Task goal
Write out all of the entries below word for word.

Records to process
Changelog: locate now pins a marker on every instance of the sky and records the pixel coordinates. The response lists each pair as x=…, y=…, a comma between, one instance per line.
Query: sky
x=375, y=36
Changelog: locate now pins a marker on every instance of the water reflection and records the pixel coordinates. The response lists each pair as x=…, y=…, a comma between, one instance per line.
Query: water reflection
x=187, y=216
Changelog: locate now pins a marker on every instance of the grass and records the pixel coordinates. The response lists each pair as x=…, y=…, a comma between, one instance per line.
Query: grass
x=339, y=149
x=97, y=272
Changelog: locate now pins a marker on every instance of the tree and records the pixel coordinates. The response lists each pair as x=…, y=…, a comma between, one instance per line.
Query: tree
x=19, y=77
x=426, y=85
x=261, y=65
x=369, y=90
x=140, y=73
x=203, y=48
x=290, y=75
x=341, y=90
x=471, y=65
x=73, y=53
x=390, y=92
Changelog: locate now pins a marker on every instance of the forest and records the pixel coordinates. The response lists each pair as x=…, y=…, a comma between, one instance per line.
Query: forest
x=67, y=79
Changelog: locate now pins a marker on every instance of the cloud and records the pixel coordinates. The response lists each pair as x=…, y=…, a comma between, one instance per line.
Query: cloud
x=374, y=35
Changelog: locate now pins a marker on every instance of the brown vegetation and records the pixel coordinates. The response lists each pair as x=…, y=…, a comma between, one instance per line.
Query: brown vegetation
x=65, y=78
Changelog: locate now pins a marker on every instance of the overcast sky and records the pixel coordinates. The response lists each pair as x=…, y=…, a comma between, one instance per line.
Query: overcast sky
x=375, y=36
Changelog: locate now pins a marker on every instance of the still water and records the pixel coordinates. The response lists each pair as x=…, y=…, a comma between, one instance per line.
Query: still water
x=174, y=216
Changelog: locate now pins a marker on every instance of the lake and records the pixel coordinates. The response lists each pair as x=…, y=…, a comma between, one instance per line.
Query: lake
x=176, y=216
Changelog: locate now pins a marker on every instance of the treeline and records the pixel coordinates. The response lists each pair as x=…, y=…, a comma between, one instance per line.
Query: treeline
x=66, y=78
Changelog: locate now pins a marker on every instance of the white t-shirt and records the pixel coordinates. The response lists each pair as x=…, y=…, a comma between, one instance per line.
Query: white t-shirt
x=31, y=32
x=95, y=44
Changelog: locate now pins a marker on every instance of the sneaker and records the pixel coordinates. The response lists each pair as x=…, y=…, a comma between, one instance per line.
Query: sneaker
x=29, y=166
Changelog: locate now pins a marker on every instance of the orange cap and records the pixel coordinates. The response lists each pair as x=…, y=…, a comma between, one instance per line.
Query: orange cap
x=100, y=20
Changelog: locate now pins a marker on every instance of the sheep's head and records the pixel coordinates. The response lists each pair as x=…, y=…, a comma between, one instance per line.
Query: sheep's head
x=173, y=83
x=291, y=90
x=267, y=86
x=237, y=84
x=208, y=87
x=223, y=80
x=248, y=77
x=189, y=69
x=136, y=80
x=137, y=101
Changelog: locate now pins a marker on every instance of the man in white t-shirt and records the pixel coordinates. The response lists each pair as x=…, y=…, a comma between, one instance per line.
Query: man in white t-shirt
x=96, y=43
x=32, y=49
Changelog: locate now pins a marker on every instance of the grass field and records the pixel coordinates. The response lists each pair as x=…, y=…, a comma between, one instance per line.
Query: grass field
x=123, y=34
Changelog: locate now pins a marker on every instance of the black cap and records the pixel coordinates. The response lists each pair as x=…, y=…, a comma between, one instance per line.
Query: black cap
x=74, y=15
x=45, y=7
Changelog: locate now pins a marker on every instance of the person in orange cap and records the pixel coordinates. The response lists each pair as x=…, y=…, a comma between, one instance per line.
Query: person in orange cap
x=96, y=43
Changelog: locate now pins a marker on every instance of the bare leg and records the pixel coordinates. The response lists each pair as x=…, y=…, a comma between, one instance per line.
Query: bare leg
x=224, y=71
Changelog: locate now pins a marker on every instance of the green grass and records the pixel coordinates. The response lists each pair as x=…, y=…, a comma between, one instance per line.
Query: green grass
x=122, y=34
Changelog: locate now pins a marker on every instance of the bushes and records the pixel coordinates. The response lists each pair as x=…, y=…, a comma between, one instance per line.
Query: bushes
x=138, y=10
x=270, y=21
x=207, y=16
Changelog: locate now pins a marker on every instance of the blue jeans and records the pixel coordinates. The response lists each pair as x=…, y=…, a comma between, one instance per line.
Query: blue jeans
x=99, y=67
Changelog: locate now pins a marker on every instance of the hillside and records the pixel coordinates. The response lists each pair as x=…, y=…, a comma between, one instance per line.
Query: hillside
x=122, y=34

Reply to the exercise
Changelog: locate now pins a marker on every instance of the sky and records the pixel coordinates. The response lists each pair as x=…, y=…, a comma between, one instance per line.
Query: sky
x=375, y=36
Changelog: locate now pins a marker on every instance of the water reflection and records the pixel coordinates. The response lists each pair as x=…, y=…, a comma between, one instance per line.
Query: water reflection
x=187, y=216
Changelog: locate now pins a marker on every instance of the grass and records the pixel coordinates. The response lists each pair as x=…, y=…, a comma between, one instance per line.
Query: grass
x=339, y=149
x=97, y=272
Changelog: locate now pins a marker on every instance of the tree and records the pixel coordinates. The response lists each pair as x=…, y=…, a comma between, one instance per line.
Query: tree
x=19, y=77
x=426, y=85
x=261, y=65
x=369, y=90
x=140, y=73
x=203, y=48
x=290, y=75
x=341, y=90
x=471, y=65
x=73, y=53
x=390, y=92
Changelog: locate now pins a marker on every instance of the forest and records the pixel coordinates. The response lists each pair as x=…, y=…, a comma between, one instance per line.
Query: forest
x=67, y=79
Changelog: locate now pins a marker on every instance of the cloud and records the pixel coordinates. The response lists each pair as x=…, y=…, a comma between, one instance per line.
Query: cloud
x=374, y=35
Changelog: locate now pins a marker on every instance of the brown vegetation and records the pixel coordinates. The response lists each pair as x=…, y=…, a comma between, one instance per line.
Query: brown vegetation
x=65, y=78
Changelog: locate now pins a marker on every instance of the overcast sky and records the pixel coordinates. The response lists each pair as x=…, y=…, a comma between, one instance per line.
Query: overcast sky
x=375, y=36
Changelog: locate now pins a marker on every instance of the still water and records the pixel coordinates. The response lists each pair as x=…, y=…, a comma between, one instance per line.
Query: still water
x=174, y=216
Changelog: locate now pins a marker on every instance of the lake and records the pixel coordinates. The response lists each pair as x=…, y=…, a comma between, one instance per line.
Query: lake
x=176, y=216
Changelog: locate now pins a marker on every instance of the treeline and records the pixel coordinates. The response lists each pair as x=…, y=…, a comma between, one instance per line.
Query: treeline
x=66, y=78
Changelog: locate now pins a marker on every instance of the white t-shirt and records the pixel coordinates. The response lists each pair as x=…, y=…, a comma between, one instance per line.
Query: white t-shirt
x=31, y=32
x=95, y=44
Changelog: locate now pins a marker on every instance of the sneaker and records the pixel coordinates. The response lists each pair as x=…, y=…, a comma between, one instance per line.
Query: sneaker
x=29, y=166
Changelog: locate now pins a marker on every instance of the orange cap and records the pixel coordinates. The response lists each pair as x=…, y=…, a comma between, one instance per line.
Query: orange cap
x=100, y=20
Changelog: locate now pins a marker on every instance of the sheep's head and records the pixel coordinates. The response lists each pair as x=…, y=…, a comma between, one instance per line.
Query: sheep's head
x=173, y=83
x=291, y=90
x=267, y=86
x=237, y=84
x=208, y=87
x=223, y=80
x=248, y=77
x=189, y=69
x=136, y=80
x=137, y=101
Changelog: locate now pins a marker on every instance of the man in white t-shirt and records the pixel coordinates. The response lists each pair as x=…, y=…, a comma between, one instance per line.
Query: man in white t-shirt
x=96, y=43
x=32, y=49
Changelog: locate now pins a marker on every instance of the grass field and records the pixel coordinates. The response lists each pair as x=…, y=…, a comma between, one instance per line.
Query: grass field
x=123, y=34
Changelog: locate now pins a marker on every instance of the black cap and records the pixel coordinates. The response lists each pair as x=…, y=…, a comma between, one instance per line.
Query: black cap
x=74, y=15
x=45, y=7
Changelog: locate now pins a marker on every instance of the person in orange cap and records the pixel coordinates. The response lists each pair as x=…, y=…, a comma between, one instance per line.
Query: person in orange cap
x=96, y=43
Changelog: locate now pins a marker on every instance of the bare leg and records the pixel coordinates. The response lists each pair as x=…, y=…, a comma between, one instance per line.
Query: bare leg
x=224, y=71
Changelog: locate now pins a marker on every instance of the green grass and records the pixel coordinates. The response lists each pair as x=…, y=…, a comma between, one instance per line.
Query: green grass
x=122, y=34
Changelog: locate now pins a marker on every instance of the bushes and records the pixel coordinates. The response lists each pair as x=…, y=…, a comma between, one instance per line.
Query: bushes
x=138, y=10
x=270, y=21
x=207, y=16
Changelog: locate now pins a marker on every instance of the blue jeans and records the pixel coordinates. The response lists each pair as x=…, y=…, a comma between, one instance per line.
Query: blue jeans
x=99, y=67
Changelog: locate now pins a marker on every instance of the hillside and records the pixel coordinates. The response lists each pair as x=…, y=…, a comma between, one instance per line.
Query: hillside
x=122, y=34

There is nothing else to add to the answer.